Content starts

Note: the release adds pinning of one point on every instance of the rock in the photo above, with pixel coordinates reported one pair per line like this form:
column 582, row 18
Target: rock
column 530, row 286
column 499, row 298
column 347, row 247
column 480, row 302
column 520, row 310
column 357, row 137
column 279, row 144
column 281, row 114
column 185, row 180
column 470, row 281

Content ends

- [Problem] Everything in the material above needs to be transcribed exactly.

- [Expected output]
Note: the release adds pinning of one point on every instance of the rock in the photo above, with pixel coordinates reported one pair per line like this form:
column 582, row 18
Target: rock
column 530, row 286
column 499, row 298
column 347, row 247
column 480, row 302
column 520, row 310
column 357, row 137
column 279, row 144
column 281, row 114
column 185, row 180
column 470, row 281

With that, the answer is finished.